[Short task A]
What is the name of the dog in the forum thread about SketchUp's default figure?

[Source]

——

My middle school students seem to think SketchUp a bit sexist


#1

I use SketchUp in my middle school classroom. The kids are always excited to have a chance to play with it when I introduce it to them. When they open a new project for the first time, I’ve noticed that many of the girls ask (in a very annoyed sort of way) how they can get rid of the guy that appears and how to replace it with a woman. I’ve spoken at various conferences on how to get more girls interested in STEM and particularly computer science. I know that one of the reasons they get pushed away starting at an early age is that they don’t feel welcomed into the field. I know the man is easily deleted. I know he can easily be replaced. But perhaps it would be possible for the folks at SketchUp to have the initial object on new projects be, if not a woman, then perhaps something more neutral like a dog, rather than an object that seems to say to female students, “This isn’t for you.”


#2

(Not disagreeing with you by the way) I believe it alternates between staff members at SketchUp, it was a woman on the last version I think?

Edit: It’s a woman now actually, on the default template (for SketchUp Pro, I see you are on the online version and I think that always defaults to a male).


#3

I know in the desktop application version of SketchUp the scale figure changes every year there is a new version. Im fairly certain SketchUp isn’t trying to push an agenda. It could be a cool lesson plan on making their own “face me components” to replace the current scale figure.


#4

The figure is there as a size reference. In some versions they’ve used a woman instead of a man. There’s no intention of using the figure to indicate that the program is for men only.


#5

Maybe there wouldn’t be any harm having a male and a female…


#6

@TheOnlyAaron could wear a dress…


#7

Please let your students know that we actually alternate male and female figures in our releases. Right now, the figure in our Pro version is Stacey! The next major version of SketchUp Free is likely to have a female figure!


#8

I think we’ve done OK:


#9

Just so you know I think the ladies are more aesthetically pleasing. I was wondering though, Is the group of people depicted in the image/models in SU free model prefrences dialogue an accurate representation of the SU team? What’s the canines name?


#10

Well, as for accuracy, everyone has brown eyes, apparently and what dogs are you talking about?


#11


#12

Ah… @mics_54, that is the group that is primarily responsible for getting SketchUp Free up and running! Not necessarily a fair cross-section of SketchUp as a whole, but a great group of developers, testers, product people, and management that worked hard to move SketchUp from a local application to the new web-based version.


#13

The dog is Luke, and yes, it’s part of our office culture: we’ve been using our own folks for quite some time, and new employees make their own when they start here. The only 2 who weren’t employed at SketchUp:



#14

Good old Steve, i’ve taken him from the bottom of the ocean all the way into the depths of Space!


#15

And you were both in good company!
As for the original posit, it sounds like a great opportunity for a teaching moment.


#16

It could be a good time to help them understand that they often need to look at the big picture.

——

[Short task B]
Switch "place" to "put" in the rows starting at the line that contains "Spot the white" and ending at the line that contains "[[224, 465]]". Return only those rows, with everything else left unchanged.

——

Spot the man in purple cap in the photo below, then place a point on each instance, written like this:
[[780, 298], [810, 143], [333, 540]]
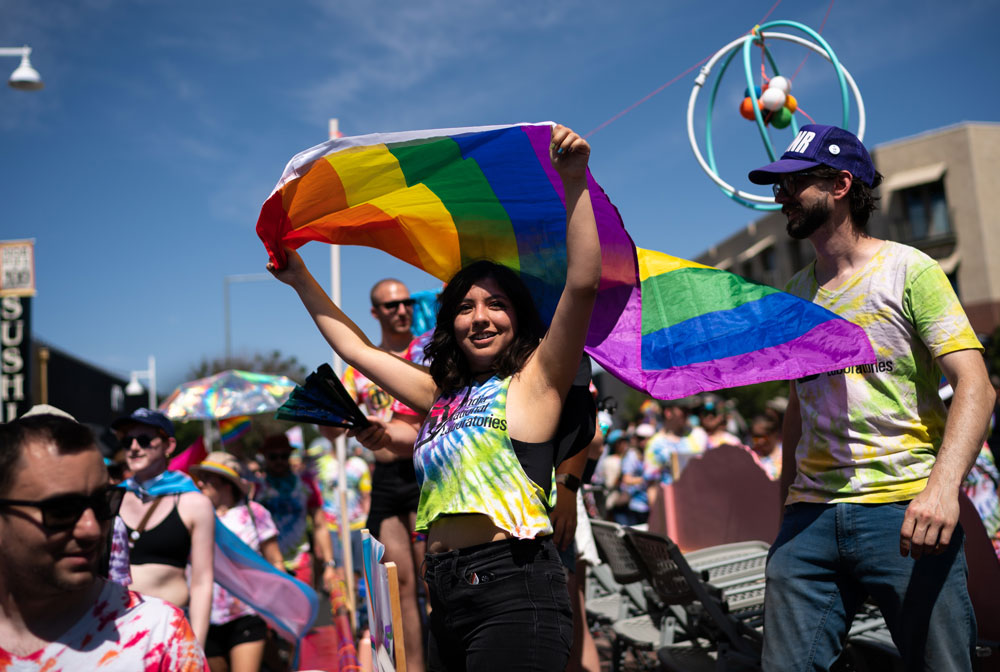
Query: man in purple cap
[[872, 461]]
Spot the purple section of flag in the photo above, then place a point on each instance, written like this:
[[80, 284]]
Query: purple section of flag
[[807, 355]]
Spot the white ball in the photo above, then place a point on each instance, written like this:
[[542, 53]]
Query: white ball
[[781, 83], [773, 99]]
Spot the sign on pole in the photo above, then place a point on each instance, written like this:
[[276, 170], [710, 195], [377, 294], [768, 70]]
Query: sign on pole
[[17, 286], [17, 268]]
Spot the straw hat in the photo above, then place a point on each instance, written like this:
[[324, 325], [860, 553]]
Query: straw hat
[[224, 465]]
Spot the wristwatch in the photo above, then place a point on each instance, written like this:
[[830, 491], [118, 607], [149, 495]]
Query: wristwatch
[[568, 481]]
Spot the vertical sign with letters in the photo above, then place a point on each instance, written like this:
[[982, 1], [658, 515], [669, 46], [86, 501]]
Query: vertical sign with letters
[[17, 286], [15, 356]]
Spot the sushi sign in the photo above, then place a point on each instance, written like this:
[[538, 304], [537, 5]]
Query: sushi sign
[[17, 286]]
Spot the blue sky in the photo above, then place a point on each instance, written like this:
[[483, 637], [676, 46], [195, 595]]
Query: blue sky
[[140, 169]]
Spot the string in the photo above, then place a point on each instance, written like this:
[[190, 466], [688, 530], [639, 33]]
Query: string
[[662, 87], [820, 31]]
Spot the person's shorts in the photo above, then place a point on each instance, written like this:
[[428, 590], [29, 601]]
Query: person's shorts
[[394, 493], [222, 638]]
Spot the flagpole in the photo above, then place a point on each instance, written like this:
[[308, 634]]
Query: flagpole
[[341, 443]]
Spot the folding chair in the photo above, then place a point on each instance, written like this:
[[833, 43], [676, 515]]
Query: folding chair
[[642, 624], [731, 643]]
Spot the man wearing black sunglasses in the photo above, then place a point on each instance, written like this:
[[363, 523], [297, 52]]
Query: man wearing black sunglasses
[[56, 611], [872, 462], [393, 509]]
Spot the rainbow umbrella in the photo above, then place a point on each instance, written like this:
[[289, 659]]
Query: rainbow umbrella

——

[Answer A]
Luke

[Answer B]
Spot the white ball in the photo above, then put a point on each instance, written like this:
[[542, 53]]
Query: white ball
[[781, 83], [773, 99]]
Spot the sign on pole in the photo above, then put a point on each instance, written like this:
[[276, 170], [710, 195], [377, 294], [768, 70]]
Query: sign on pole
[[17, 286], [17, 268]]
Spot the straw hat in the photo above, then put a point on each instance, written like this:
[[324, 325], [860, 553]]
Query: straw hat
[[224, 465]]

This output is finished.